* SOURCE TEXT
* * *

Schumann: Concert Sans Orchestre in F minor

 

Florian Uhlig fairly bristles with musicianship, capturing to a remarkable degree Schumann’s fascinating emotional and psychological complexity.

Our rating

4

Published: January 20, 2012 at 4:32 pm

COMPOSERS: Schumann
LABELS: Hanssler
WORKS: Concert sans Orchestre in F minor, Op. 14; Preliminary studies and deleted movements for the Concert sans Orchestre; Fantasie in C, Op. 17
PERFORMER: Florian Uhlig (piano)
CATALOGUE NO: CD 98.603

Florian Uhlig fairly bristles with musicianship, capturing to a remarkable degree Schumann’s fascinating emotional and psychological complexity.

In the elusive and still undervalued F minor Sonata, the impulsive Florestan and the ruminative Eusebius (Schumann’s twin alter egos) rub shoulders so often, and sometimes with such friction, that the effect approaches a kind of pianistic psychoanalysis. Phrasing and articulation are so acutely detailed that we perceive them as through a microscope.

* * *

* MATERIAL SHOWN

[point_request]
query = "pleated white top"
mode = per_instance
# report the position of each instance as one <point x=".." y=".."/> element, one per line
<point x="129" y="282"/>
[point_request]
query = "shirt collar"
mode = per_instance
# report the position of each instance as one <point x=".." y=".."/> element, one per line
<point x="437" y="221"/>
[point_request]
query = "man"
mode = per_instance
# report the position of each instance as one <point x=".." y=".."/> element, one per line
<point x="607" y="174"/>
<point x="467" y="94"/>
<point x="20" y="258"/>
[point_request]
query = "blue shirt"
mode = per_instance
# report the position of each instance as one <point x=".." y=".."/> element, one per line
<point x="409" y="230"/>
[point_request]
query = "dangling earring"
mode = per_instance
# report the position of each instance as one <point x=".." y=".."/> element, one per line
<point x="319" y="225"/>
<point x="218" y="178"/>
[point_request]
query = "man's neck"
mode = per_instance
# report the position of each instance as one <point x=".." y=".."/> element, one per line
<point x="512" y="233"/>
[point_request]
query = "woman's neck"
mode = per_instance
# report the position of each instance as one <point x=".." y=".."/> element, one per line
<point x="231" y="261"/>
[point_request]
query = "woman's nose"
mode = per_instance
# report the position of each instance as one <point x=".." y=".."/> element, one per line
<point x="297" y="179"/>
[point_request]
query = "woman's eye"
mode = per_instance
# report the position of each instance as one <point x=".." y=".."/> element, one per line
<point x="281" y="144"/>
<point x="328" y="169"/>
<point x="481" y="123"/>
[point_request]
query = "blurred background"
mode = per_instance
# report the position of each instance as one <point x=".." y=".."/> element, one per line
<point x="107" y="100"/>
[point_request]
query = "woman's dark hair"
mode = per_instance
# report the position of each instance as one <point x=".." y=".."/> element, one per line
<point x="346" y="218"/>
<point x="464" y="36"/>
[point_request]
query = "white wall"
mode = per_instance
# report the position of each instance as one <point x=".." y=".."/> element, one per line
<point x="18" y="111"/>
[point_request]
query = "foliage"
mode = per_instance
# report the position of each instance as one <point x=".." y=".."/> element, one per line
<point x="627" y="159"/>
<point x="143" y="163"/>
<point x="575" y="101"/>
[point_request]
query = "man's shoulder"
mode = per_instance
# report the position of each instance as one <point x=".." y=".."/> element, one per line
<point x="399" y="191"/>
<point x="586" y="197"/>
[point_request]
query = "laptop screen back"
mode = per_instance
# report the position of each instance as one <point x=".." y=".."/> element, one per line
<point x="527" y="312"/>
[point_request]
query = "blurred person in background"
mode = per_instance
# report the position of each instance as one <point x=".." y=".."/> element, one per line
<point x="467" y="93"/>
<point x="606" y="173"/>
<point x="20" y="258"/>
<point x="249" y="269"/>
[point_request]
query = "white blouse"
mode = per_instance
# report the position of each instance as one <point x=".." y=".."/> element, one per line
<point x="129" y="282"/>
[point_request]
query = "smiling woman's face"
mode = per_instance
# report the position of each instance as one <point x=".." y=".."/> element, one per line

* * *

* OBJECTIVE 1
In the review of the Schumann recording, what is the catalogue number?
* OBJECTIVE 2
Pick out each line of the listing that contains the string "blurred" and copy it.

* CORRECT RESPONSE 1
CD 98.603

* CORRECT RESPONSE 2
query = "blurred background"
query = "blurred person in background"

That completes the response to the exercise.